## [Exercise requirements]
1 - Reproduce verbatim the portion of the Iraq discussion text that opens with the words containing "OK boss, whatever" and closes with "any alleged restrictions.".
2 - Carry on the Iraq discussion text from the point at which it stops.

## [Study text]
/---

2. [CHAPTER 12, page 519] And they had also encountered several hundred foreign fighters from Egypt, the Sudan, Syria, and Libya who were being trained by the regime in a camp south of Baghdad. These foreign volunteers fought with suicidal ferocity, but they did not fight well. The Marines killed them all.
3. [CHAPTER 12, page 522] This whole country is one big weapons dump, I thought. There must be thousands of ammo storage sites. It will take years to clear them all.
It seems Saddam allowed al Qaida to set up camps in norhtern Iraq where Saddam was restricted from entering.
OK boss, whatever you say. Your arguments/statements of fact are even more specious than mine. We might as well be constructing the World Trade Center anew from globs of philosophical jello. You can have Ayn Rand as your general contractor and I will take Deeprak Chopra. It would be jolly good fun, don't ya think?
cicerone imposter wrote:It seems Saddam allowed al Qaida to set up camps in norhtern Iraq where Saddam was restricted from entering.
Restricted or not, before our invasion of Iraq 3/20/2003, Saddam's troops entered northern Iraq, both in and after the 1990s. They did this several times to attack alleged rebellious Kurds and prevent the Kurds from seizing Kurdistan and its oil fields. But his regime did not choose to enter that part of northern Iraq occupied by al Qaeda. I bet his choices were not based on any alleged restrictions.

\---

## [The data]
/---

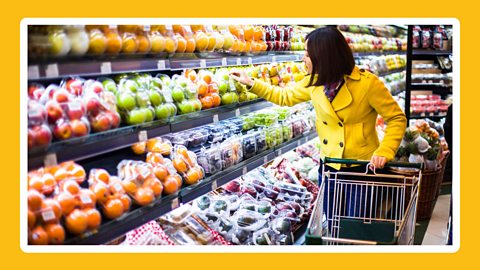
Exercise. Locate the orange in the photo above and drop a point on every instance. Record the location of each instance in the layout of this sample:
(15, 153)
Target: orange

\---

## [Responses to the tasks]
1 -
OK boss, whatever you say. Your arguments/statements of fact are even more specious than mine. We might as well be constructing the World Trade Center anew from globs of philosophical jello. You can have Ayn Rand as your general contractor and I will take Deeprak Chopra. It would be jolly good fun, don't ya think?
cicerone imposter wrote:It seems Saddam allowed al Qaida to set up camps in norhtern Iraq where Saddam was restricted from entering.
Restricted or not, before our invasion of Iraq 3/20/2003, Saddam's troops entered northern Iraq, both in and after the 1990s. They did this several times to attack alleged rebellious Kurds and prevent the Kurds from seizing Kurdistan and its oil fields. But his regime did not choose to enter that part of northern Iraq occupied by al Qaeda. I bet his choices were not based on any alleged restrictions.

2 -
But in terms of Saddam Hussein being there, let's remember that his country is divided, in effect. He does not control the northern part of his country. We are able to keep arms from him. His military forces have not been rebuilt.
KING: Still a menace, still a problem. But the administration failed, principally because of objections from Russia and China, to get the new sanctions policy through the United Nations Security Council. Now what? Do we do this for another 10 years?
RICE: Well, in fact, John, we have made progress on the sanctions. We, in fact, had four of the five, of the permanent five, ready to go along with smart sanctions.
We'll work with the Russians. I'm sure that we'll come to some resolution there, because it is important to restructure these sanctions to something that work.
But in terms of Saddam Hussein being there, let's remember that his country is divided, in effect. He does not control the northern part of his country. We are able to keep arms from him. His military forces have not been rebuilt.
This has been a successful period, but obviously we would like to increase pressure on him, and we're going to go about doing that.
But to date we have seen no evidence that these or the earlier contacts developed into a collaborative operational relationship. Nor have we seen evidence indicating tht Iraq cooperated with al Qaeda in developing or carrying out any attacks against the United States.